• What you will do: Every line of the entries below that carries the string "blonde" should be copied.

[Image point grounding data]
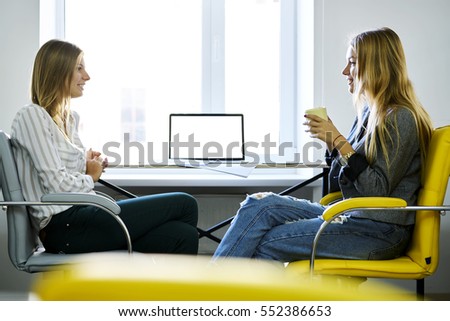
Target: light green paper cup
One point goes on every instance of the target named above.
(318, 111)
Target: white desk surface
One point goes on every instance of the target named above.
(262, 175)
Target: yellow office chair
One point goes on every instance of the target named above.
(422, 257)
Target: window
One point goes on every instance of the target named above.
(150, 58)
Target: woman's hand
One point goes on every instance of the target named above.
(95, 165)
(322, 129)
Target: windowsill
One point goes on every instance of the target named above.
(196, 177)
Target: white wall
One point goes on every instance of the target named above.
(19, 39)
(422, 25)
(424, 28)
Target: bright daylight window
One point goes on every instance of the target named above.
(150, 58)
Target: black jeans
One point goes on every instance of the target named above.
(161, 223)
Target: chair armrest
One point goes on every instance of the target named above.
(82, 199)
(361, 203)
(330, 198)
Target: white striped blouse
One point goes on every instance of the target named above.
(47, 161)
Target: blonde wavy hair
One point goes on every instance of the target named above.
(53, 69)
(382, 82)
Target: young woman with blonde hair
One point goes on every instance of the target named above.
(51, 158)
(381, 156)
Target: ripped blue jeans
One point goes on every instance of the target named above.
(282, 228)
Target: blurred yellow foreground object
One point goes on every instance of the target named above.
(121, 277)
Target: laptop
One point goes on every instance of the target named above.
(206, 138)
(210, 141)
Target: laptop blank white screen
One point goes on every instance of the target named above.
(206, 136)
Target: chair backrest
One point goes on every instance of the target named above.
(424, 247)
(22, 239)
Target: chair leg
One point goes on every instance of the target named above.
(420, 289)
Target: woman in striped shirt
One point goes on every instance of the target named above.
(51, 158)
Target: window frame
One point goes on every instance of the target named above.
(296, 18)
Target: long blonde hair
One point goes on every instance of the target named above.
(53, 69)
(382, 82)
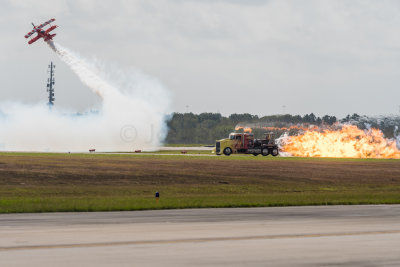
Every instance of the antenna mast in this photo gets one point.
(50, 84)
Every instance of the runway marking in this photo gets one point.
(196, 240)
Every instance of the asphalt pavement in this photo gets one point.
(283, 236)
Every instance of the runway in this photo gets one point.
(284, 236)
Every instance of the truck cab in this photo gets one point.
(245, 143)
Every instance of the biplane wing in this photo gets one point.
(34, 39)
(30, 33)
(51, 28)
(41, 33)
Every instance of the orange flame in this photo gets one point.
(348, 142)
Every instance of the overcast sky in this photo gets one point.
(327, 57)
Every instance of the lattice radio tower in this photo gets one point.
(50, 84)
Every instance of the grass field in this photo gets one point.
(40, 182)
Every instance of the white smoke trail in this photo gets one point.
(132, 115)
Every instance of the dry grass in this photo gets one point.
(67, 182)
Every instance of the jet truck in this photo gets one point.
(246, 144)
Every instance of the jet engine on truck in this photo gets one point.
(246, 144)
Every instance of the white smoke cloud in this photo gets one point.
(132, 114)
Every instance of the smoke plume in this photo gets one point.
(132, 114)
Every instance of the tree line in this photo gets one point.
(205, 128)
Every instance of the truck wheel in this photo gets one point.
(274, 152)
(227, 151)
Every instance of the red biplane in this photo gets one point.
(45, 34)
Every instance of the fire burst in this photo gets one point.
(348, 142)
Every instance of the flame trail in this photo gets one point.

• Solution below:
Target: blonde wavy hair
Target: young woman with blonde hair
Target: long blonde hair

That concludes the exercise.